AIM:
From the line that contains "Reviewer note: confirm that each instance of the white foam" through the closing line of the entries, write out each line exactly; pictures stay out.
====== RECORDS FOR THE TASK ======
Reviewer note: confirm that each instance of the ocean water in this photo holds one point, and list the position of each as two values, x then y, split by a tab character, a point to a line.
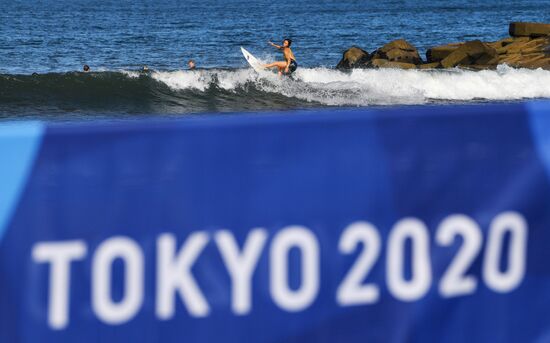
117	37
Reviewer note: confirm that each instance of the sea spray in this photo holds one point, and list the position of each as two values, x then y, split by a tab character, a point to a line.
210	90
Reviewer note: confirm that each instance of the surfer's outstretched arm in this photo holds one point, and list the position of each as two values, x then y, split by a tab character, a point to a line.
275	45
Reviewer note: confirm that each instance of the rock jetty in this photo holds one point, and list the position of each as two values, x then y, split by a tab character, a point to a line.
527	47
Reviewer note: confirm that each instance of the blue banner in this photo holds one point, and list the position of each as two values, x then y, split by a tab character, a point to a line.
421	224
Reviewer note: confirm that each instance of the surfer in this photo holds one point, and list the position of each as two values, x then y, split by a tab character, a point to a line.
289	65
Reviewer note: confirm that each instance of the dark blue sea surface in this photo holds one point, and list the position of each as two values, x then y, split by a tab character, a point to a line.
117	37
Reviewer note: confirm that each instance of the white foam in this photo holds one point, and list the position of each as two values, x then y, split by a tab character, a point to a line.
362	87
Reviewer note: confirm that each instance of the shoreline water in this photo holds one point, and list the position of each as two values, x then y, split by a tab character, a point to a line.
168	93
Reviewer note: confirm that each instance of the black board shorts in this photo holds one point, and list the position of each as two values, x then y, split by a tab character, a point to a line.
292	67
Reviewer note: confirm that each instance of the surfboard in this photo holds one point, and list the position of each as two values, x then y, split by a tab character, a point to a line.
253	61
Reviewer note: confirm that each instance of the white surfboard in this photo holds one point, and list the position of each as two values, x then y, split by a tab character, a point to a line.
253	61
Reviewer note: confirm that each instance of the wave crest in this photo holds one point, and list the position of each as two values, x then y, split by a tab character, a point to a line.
243	89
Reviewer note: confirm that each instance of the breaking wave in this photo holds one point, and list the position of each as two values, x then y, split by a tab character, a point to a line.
215	90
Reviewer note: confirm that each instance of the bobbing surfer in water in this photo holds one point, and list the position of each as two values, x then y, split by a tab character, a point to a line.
289	65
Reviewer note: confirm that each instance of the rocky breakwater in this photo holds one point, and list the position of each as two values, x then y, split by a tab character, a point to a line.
527	47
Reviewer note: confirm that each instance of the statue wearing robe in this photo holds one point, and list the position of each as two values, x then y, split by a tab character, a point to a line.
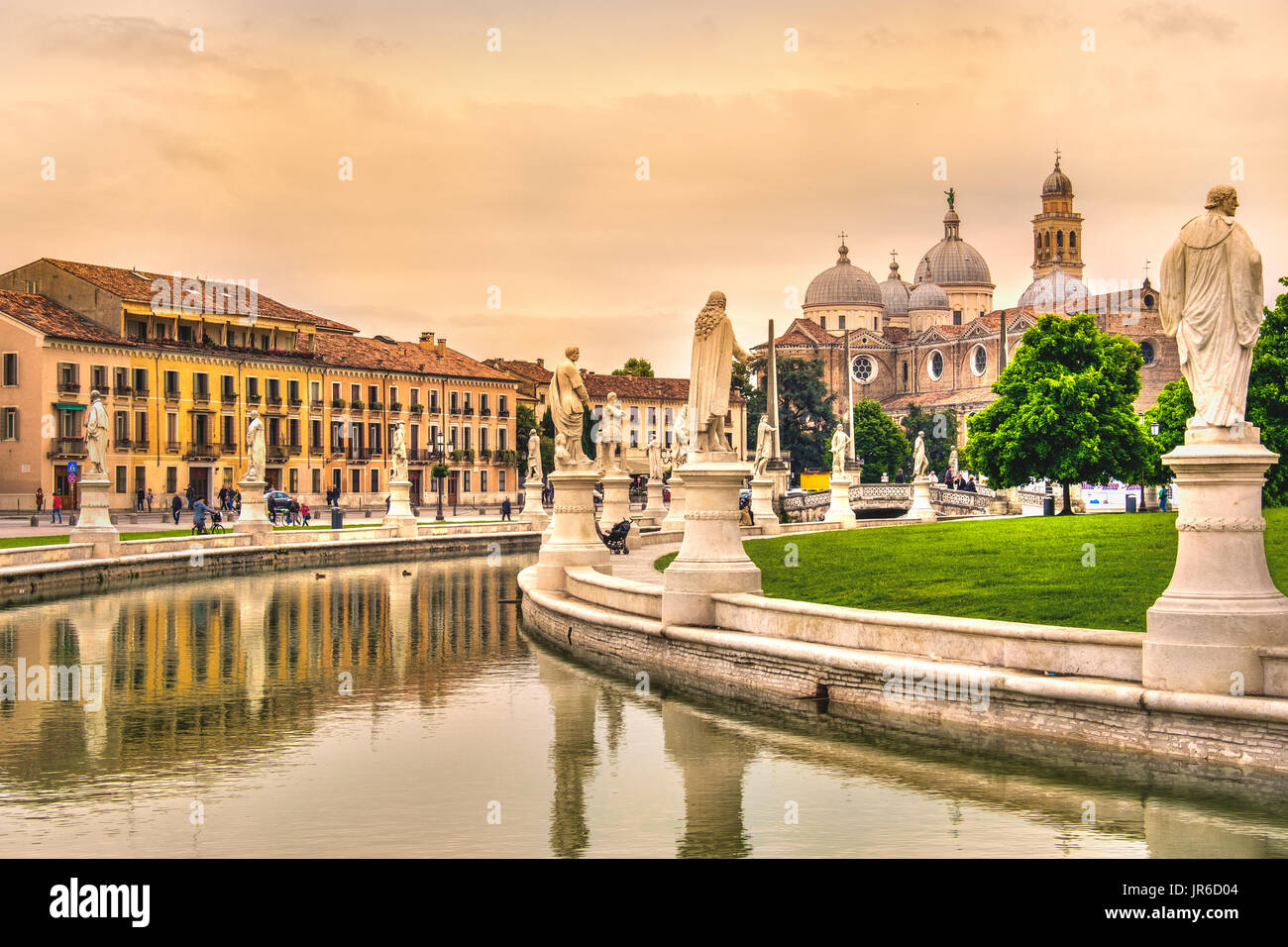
1212	302
713	350
568	403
======
FINISHED TASK:
Reviewer note: confirm that each instance of the white foam in this photo holds one point, and list the position of each as two values, x then y, split by a tab character, a point to a line.
362	87
Reviewer note: confirm that each instance of the shoreline water in this photo holds one point, and list the position of each as two values, x then y, split by a tab character, a point to a line.
168	93
Reviewer note: confirm that each instance of the black board shorts in this photo holds one point, and list the position of each as two values, x then y, split by a tab character, a point to a line.
292	67
Reviewer note: confirm that each instance of the surfboard in this photo holds one point, and list the position of each as two values, x then y, split by a tab character, a point to a line.
253	61
Reviewer note: confirm that each instance of the white surfboard in this photo holds one point, and list the position of each as two values, x then y, split by a tab character, a point to a line.
253	61
Reviewer note: confirm that each instance of the wave crest in this photo holds one point, and list the position of each as two values, x then y, split by a tab character, a point to a line.
243	89
Reviewer note: confirm that each instance of the breaking wave in this photo holds one point, and list the position of each as two values, x then y, split by a tab character, a point to a line.
215	90
Reviewer note: confirm that each instance of the bobbing surfer in water in this photo holds one point, and list the position of each as two values, x then y, split by a tab character, a point to a line.
289	65
Reviewer note: confirm that each instance of the rocky breakwater in this photo holds one point, and list the position of each as two values, x then y, split by a tab character, a point to a line.
527	47
Reviewer note: confirm that each instance of the statue wearing robe in this photo holds one point, and list the position of each as two values, x then y, split by a tab character, a point to a line.
1212	302
713	350
568	403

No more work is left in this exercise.